When I lived in my first house on Long Island, I kept my horse in the back yard on a dead end street that had miles of real dirt roads behind it that was supposed to be developed but never was. Where my property ended, there was a large dirt hill to keep cars out. 

Then I got a neighbor across the street who built a house. He tells my daughter one day to pick up the manure on the road between us. I told her not to because it wasn't mine. That dead end was where everyone with a horse went into the area. Then him and his nature lovers decide to cut a nature trail thru that area not using the roads. He used to inspect it. He told me to let my friends know that horses are not allowed because they make ruts for the walkers! Walkers? Maybe 4 a week? His trail. I just ignored him.

My daughter used to pick up my horse's manure daily and would take it down the dirt road and dump it way down the road on the side of the road in the weeds (where no one every lived , walked, etc.) So starting 100 feet from the house on dirt roads there was a continuous line of manure off the side of the road in the weeds. I heard thru the grapevine that he was going to turn me in. So I went back with a rake one day and raked it all flat (most of it compost already). Then I happened to meet him outside one day and told him I was going to throw grass seed over the raked out part. He flips out "no! It doesn't grow naturally in that area!" 

So, the night before we moved I threw 10 pounds of grass seed down the road on top of it. $crew him. Thinks he's the dirt road God. How dare he, LOL


----------



## Spear (May 8, 2016)

Well I bet you all were wondering what is happening with this case so here is an update!
I got a letter from the court and have now got a lawyer of my own on the case - My step father is handeling it so I don't have to worry too much there.
But now with the neighbour: Her parents are movin into the appartment opposite her (they own both appartments on that floor and their tenants have just moved out)
Now it was just a long weekend here in Germany so I've been home most of the time and since I didn't have to be at work at 7 am I convinced the dogs - I was dog sitting for a friend so I had 2 dogs - to sleep in until after 6 am - normally I take my dog out no later than 5:30 am. Later on Sunday someone rings my door bell at my door - the bell rings different if it rang from outside the building or from at the appartment door - so I open the door and dont see anyone, then I look down the stairs and there stands 'Mommy & Daddy' neighbour. They had a lot to say about the horrible noise that their poor daughter has to bear every morning from 5:30 am from me stomping around and the chickens clucking and me playing ball with my dog and on and on and on... and if this goes on like this they will call the police every morning if they must! I just turned around and closed my door...

DIRECTIONS.
1) In the neighbor-dispute thread, swap "lawyer" for "attorney" and write out the passage starting with "Well I bet you" and going on through "just moved out)".
2) List each distinct clock time given in the neighbor-dispute thread.

SUPPLIED DATA.
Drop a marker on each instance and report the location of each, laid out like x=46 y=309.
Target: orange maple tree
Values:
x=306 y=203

FULL ANSWERS.
1)
Well I bet you all were wondering what is happening with this case so here is an update!
I got a letter from the court and have now got a attorney of my own on the case - My step father is handeling it so I don't have to worry too much there.
But now with the neighbour: Her parents are movin into the appartment opposite her (they own both appartments on that floor and their tenants have just moved out)

2)
- 7 am
- 6 am
- 5:30 am